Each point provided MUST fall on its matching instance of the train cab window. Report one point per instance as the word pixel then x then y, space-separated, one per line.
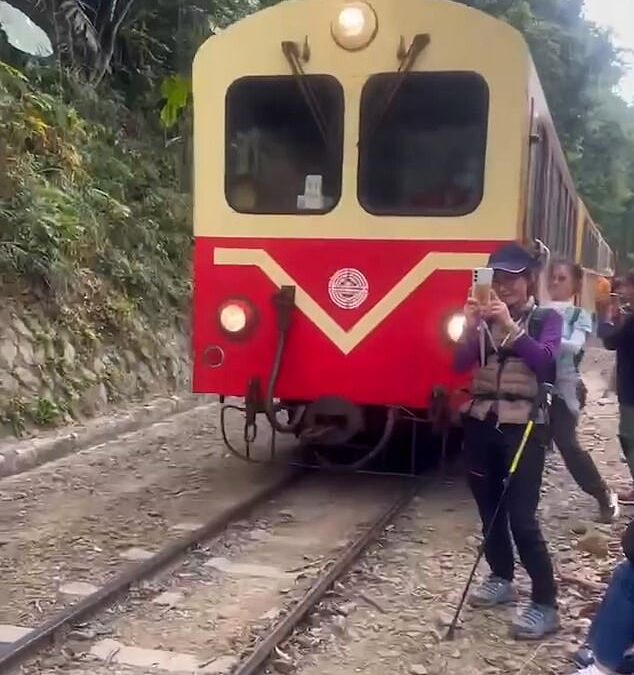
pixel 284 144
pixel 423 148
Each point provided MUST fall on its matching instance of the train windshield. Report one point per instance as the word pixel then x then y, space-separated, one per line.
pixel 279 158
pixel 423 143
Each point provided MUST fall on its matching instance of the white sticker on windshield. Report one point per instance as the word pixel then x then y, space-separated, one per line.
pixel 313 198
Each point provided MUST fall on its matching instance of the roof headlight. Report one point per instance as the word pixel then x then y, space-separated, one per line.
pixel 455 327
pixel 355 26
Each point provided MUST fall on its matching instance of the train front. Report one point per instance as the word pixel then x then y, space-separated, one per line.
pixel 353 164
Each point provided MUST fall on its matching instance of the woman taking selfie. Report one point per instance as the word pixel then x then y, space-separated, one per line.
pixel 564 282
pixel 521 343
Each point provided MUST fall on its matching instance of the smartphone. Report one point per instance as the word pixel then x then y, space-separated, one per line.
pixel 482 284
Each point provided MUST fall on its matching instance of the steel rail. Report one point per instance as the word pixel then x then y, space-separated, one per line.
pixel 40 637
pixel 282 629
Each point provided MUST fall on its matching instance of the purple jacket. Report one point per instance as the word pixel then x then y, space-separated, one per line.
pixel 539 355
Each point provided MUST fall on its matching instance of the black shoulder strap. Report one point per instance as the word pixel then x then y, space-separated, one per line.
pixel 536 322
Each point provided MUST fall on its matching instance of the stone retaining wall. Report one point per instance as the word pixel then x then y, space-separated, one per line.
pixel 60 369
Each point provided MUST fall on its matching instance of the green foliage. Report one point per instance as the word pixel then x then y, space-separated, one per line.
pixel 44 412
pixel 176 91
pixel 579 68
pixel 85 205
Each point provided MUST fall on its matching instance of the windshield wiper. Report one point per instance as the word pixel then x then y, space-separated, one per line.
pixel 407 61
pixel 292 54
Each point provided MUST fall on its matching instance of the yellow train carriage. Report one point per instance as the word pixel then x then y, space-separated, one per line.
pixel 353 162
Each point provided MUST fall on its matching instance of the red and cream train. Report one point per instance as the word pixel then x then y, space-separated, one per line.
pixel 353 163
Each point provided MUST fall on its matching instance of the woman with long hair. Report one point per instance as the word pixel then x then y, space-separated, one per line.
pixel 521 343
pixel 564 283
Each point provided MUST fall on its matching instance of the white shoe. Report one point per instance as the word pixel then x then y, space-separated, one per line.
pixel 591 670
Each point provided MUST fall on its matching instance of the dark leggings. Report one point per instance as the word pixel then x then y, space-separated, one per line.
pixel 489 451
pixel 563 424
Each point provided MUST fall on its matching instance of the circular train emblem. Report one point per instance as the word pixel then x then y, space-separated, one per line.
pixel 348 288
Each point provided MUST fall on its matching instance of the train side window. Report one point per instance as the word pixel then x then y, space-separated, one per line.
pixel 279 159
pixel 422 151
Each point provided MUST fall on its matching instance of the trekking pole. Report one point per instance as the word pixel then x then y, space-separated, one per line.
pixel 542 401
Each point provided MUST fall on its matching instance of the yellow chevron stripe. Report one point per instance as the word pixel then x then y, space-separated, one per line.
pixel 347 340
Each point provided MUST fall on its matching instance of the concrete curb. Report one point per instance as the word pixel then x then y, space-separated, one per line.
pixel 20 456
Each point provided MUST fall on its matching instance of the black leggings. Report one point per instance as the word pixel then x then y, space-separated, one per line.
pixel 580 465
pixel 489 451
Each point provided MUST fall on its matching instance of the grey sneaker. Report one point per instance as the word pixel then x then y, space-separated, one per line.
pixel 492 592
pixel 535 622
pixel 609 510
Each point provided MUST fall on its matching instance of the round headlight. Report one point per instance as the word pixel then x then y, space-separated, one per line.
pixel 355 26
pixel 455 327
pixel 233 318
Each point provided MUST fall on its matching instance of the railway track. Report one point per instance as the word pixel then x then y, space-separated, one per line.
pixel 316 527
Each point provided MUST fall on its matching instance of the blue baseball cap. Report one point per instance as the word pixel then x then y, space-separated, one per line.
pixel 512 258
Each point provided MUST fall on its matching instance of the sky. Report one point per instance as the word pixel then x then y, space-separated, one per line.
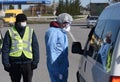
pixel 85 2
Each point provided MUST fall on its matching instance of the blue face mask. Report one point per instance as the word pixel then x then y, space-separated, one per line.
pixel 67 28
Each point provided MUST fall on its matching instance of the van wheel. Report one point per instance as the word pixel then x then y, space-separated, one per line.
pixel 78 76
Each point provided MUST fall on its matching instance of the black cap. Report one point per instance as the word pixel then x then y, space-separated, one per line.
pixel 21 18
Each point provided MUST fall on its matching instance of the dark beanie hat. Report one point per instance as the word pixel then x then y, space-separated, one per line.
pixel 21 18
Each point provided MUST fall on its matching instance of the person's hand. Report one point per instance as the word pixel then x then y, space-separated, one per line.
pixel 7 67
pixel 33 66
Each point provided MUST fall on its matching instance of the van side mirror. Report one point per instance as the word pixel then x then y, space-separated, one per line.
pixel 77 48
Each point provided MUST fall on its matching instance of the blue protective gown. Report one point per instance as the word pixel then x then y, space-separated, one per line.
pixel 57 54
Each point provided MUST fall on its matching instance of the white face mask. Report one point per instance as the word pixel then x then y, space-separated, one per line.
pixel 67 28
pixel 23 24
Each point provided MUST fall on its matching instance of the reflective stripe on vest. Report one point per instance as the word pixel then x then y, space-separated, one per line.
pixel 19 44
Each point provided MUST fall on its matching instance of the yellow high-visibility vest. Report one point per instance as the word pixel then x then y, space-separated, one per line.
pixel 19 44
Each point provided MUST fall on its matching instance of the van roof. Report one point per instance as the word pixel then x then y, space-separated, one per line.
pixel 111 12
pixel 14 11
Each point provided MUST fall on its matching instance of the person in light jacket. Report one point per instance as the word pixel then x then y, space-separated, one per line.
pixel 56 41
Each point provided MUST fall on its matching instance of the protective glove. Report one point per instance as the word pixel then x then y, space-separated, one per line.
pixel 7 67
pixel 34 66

• **ACTION ITEM**
Set down all of the data word for word; no pictures belong in it.

• **FINISHED TASK**
Each point provided MUST fall on its matching instance of the train cab window. Report one point per instance as the word pixel then x then y, space-separated, one per line.
pixel 284 144
pixel 423 148
Each point provided MUST fall on its matching instance of the train windshield. Report one point per instance as the word pixel then x then y, space-separated, one per line.
pixel 279 158
pixel 423 143
Each point provided MUST fall on its matching instance of the white sticker on windshield. Report one point per instance as the word pixel then x then y, space-separated, one per line.
pixel 313 198
Each point provided MUST fall on its matching instance of the roof headlight. Report one point per instance as the word pixel then x then y, space-separated, one per line.
pixel 455 327
pixel 355 26
Each point provided MUST fall on its matching instance of the train front. Report one point per instance as the word pixel then x then y, space-separated, one per line.
pixel 353 164
Each point provided MUST fall on its matching instance of the woman taking selfie. Report one point per instance as the word pixel then x then y, space-separated, one per line.
pixel 564 282
pixel 521 343
Each point provided MUST fall on its matching instance of the smartphone. Report one point per instance as the word pixel then x then y, space-separated, one per line.
pixel 482 284
Each point provided MUST fall on its matching instance of the steel rail. Report one point per instance as the word pixel then x then y, space-separated, one per line.
pixel 40 637
pixel 282 629
Each point provided MUST fall on its matching instance of the purple jacket. Report one point per instance as the word pixel then x then y, space-separated, one per line.
pixel 539 355
Each point provided MUST fall on its matching instance of the black shoulder strap. Report one point per instance as the word pixel then x then y, space-separated, one per line.
pixel 536 322
Each point provided MUST fall on its matching instance of the stone retaining wall. Report one point per instance as the word pixel then x then y, space-separated, one per line.
pixel 60 369
Each point provided MUST fall on its matching instance of the green foliage. Report one point per instance as the word pixel then x then y, space-separated, one per line.
pixel 44 412
pixel 176 91
pixel 579 68
pixel 85 205
Each point provided MUST fall on its matching instance of the windshield wiper. Report one point per instance as the word pixel then x then y, space-separated, one per line.
pixel 407 61
pixel 292 54
Each point provided MUST fall on its matching instance of the yellow train carriage. Report one point per instance as the word pixel then x then y, space-separated, one per line.
pixel 353 162
Each point provided MUST fall on its matching instance of the red and cream train. Report one point per instance as the word pixel then x then y, space-separated, one per line.
pixel 353 163
Each point provided MUST fall on its matching instance of the woman with long hair. Report one point per instance as the word pixel then x then y, space-separated, one per line.
pixel 521 343
pixel 564 283
Each point provided MUST fall on its matching instance of the white shoe. Report one point per instance as the word pixel then x then y, space-separated, one per line.
pixel 591 670
Each point provided MUST fall on its matching instance of the dark leggings. Report one point per instance as the word pixel then x then y, space-separated, one per line.
pixel 489 451
pixel 563 424
Each point provided MUST fall on its matching instance of the circular train emblem. Report one point per instance as the word pixel then x then y, space-separated, one per line.
pixel 348 288
Each point provided MUST fall on its matching instance of the train side window. Report one point per instance as the word pixel then x then y, space-separated, one per line.
pixel 279 159
pixel 422 151
Each point provided MUST fall on its matching instance of the trekking pole. Report one point per instance as the word pixel then x then y, space-separated, one per line.
pixel 542 401
Each point provided MUST fall on its matching instance of the yellow chevron stripe. Report one point per instance as the word pixel then x then y, space-separated, one per line.
pixel 347 340
Each point provided MUST fall on its matching instance of the concrete curb. Report one point per instance as the word pixel then x then y, space-separated, one per line.
pixel 20 456
Each point provided MUST fall on its matching instance of the black leggings. Report one point per instance as the word pixel then x then y, space-separated, one per line.
pixel 580 465
pixel 489 451
Each point provided MUST fall on its matching instance of the grey sneaker. Report one point per instance as the word pixel then x then y, space-separated, one per line.
pixel 492 592
pixel 535 622
pixel 609 510
Each point provided MUST fall on its matching instance of the round headlight. Report one point per instance as the word pixel then x then y, space-separated, one per line.
pixel 355 26
pixel 455 327
pixel 233 318
Each point provided MUST fall on its matching instance of the railway track. Report one point per instance as the word pixel then x then y, space-separated, one per line.
pixel 316 527
Each point provided MUST fall on its matching instance of the blue baseball cap. Report one point per instance as the word pixel then x then y, space-separated, one per line.
pixel 512 258
Each point provided MUST fall on its matching instance of the sky. Report one point per instance as the word pixel then x then y, space-separated, one per line.
pixel 85 2
Each point provided MUST fall on its matching instance of the blue face mask. Report one point per instance as the word pixel then x then y, space-separated, one per line.
pixel 67 28
Each point provided MUST fall on its matching instance of the van wheel. Report one point per instance as the word pixel then x then y, space-separated, one per line.
pixel 78 76
Each point provided MUST fall on its matching instance of the black cap. Report one point per instance as the word pixel then x then y, space-separated, one per line.
pixel 21 18
Each point provided MUST fall on its matching instance of the dark beanie hat. Report one point per instance as the word pixel then x then y, space-separated, one per line.
pixel 21 18
Each point provided MUST fall on its matching instance of the person's hand. Report one point per instance as the word pixel then x then y, space-separated, one per line.
pixel 7 67
pixel 33 66
Each point provided MUST fall on its matching instance of the van side mirror. Report one point per instance as the word pixel then x then y, space-separated, one per line.
pixel 77 48
Each point provided MUST fall on its matching instance of the blue protective gown. Report one point per instance as the word pixel then x then y, space-separated, one per line.
pixel 57 54
Each point provided MUST fall on its matching instance of the white face mask. Report one point per instance as the word pixel then x then y, space-separated, one per line.
pixel 67 28
pixel 23 24
Each point provided MUST fall on its matching instance of the reflective stripe on vest. Report one point per instance as the word pixel then x then y, space-separated, one per line.
pixel 19 44
Each point provided MUST fall on its matching instance of the yellow high-visibility vest. Report one point per instance as the word pixel then x then y, space-separated, one per line.
pixel 19 44
Each point provided MUST fall on its matching instance of the van roof. Report one point per instance as the word pixel then x then y, space-separated, one per line.
pixel 111 12
pixel 14 11
Each point provided MUST fall on its matching instance of the person in light jacket. Report one point per instance as the word pixel then x then y, space-separated, one per line.
pixel 56 41
Each point provided MUST fall on its matching instance of the protective glove. Report one point per instance as the word pixel then x then y, space-separated, one per line.
pixel 7 67
pixel 34 66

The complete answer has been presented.